[Stored data]
Start of Block
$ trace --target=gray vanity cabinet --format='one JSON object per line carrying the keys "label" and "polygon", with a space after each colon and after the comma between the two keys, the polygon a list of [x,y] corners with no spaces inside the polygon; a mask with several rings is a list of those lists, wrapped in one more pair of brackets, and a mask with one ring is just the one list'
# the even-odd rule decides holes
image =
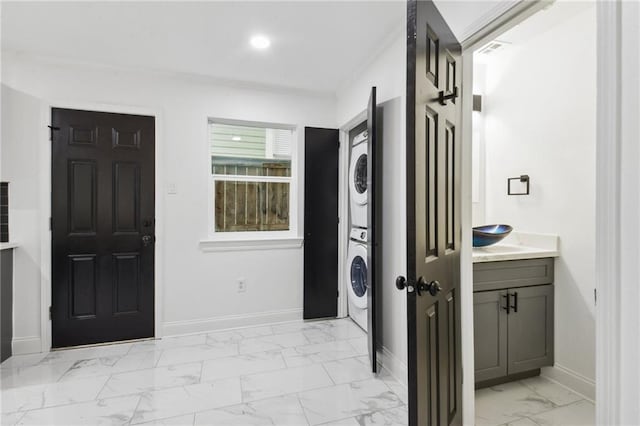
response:
{"label": "gray vanity cabinet", "polygon": [[506,291],[473,294],[476,382],[507,375]]}
{"label": "gray vanity cabinet", "polygon": [[553,259],[474,265],[474,289],[482,289],[473,294],[476,385],[553,365],[552,284]]}
{"label": "gray vanity cabinet", "polygon": [[508,373],[553,365],[553,286],[513,289],[510,298]]}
End of Block
# [ASSIGNMENT]
The response should repeat each record precisely and contain no pictures.

# [TASK SOLUTION]
$ trace --target=gray vanity cabinet --format='one JSON object per line carrying the keys "label" and "polygon", with a space after each colon and after the comma between the two keys, the polygon a list of [x,y] corners with no spaces inside the polygon; a mask with several rings is a list of those lists, wrapped in one more pair of brackets, and a mask with one ring is just the one list'
# the even-odd rule decides holes
image =
response:
{"label": "gray vanity cabinet", "polygon": [[506,291],[473,294],[476,382],[507,375]]}
{"label": "gray vanity cabinet", "polygon": [[553,259],[474,265],[474,289],[482,289],[473,294],[476,385],[553,365],[552,284]]}
{"label": "gray vanity cabinet", "polygon": [[508,373],[553,365],[553,286],[513,289],[510,298]]}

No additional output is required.